DIRECTIVE: Rewrite the data with "marker" changed to "dot" wherever it appears and nothing else altered. Leave the pictures out.

ENTRIES:
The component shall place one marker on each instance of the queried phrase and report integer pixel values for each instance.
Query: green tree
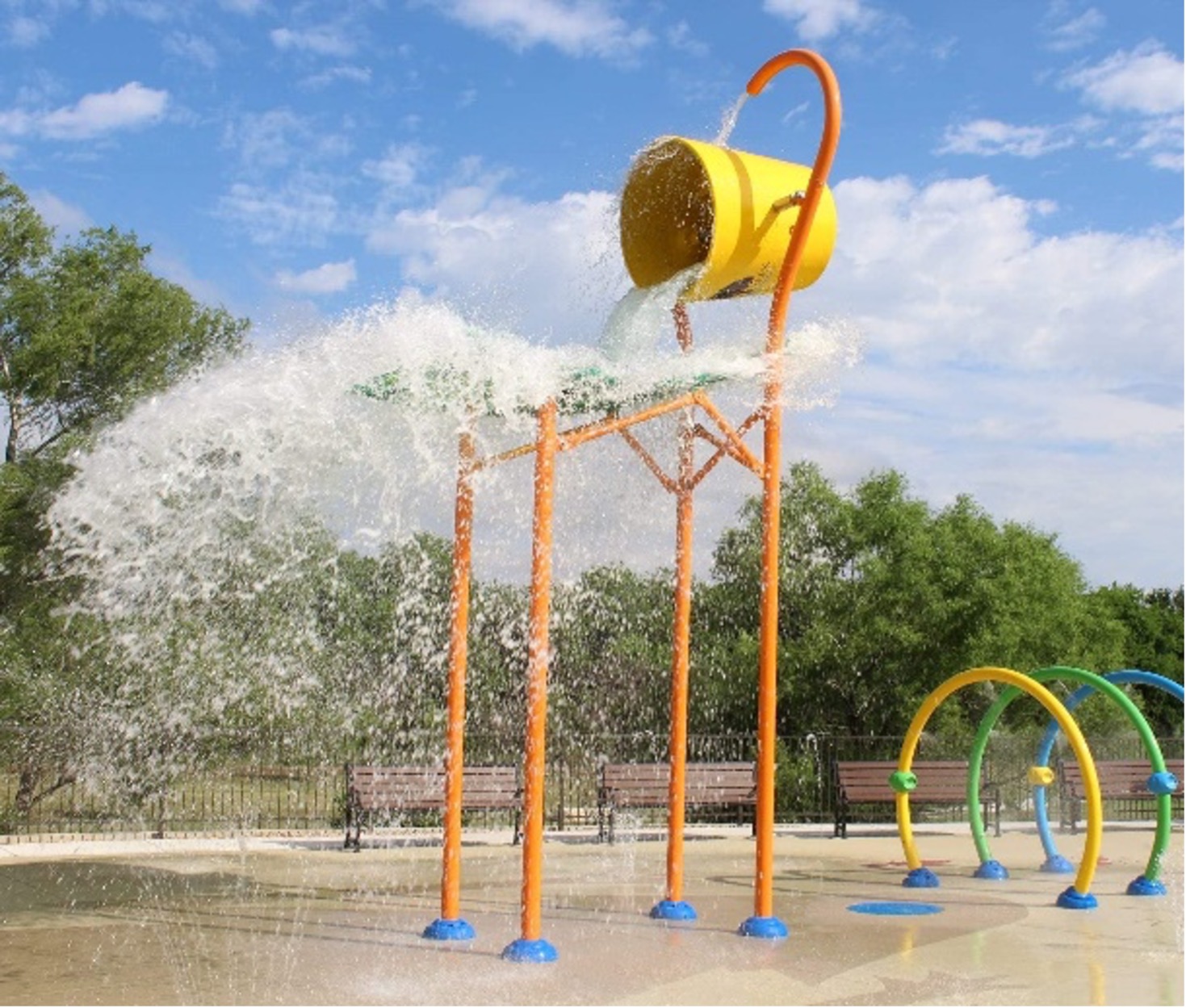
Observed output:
(86, 330)
(1153, 642)
(882, 599)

RESPONSE TO THIS TASK:
The component shall place one dot on each instance of the queried phrase and report integer pixel values for each instance.
Query: green tree
Observed output:
(86, 330)
(1153, 642)
(882, 599)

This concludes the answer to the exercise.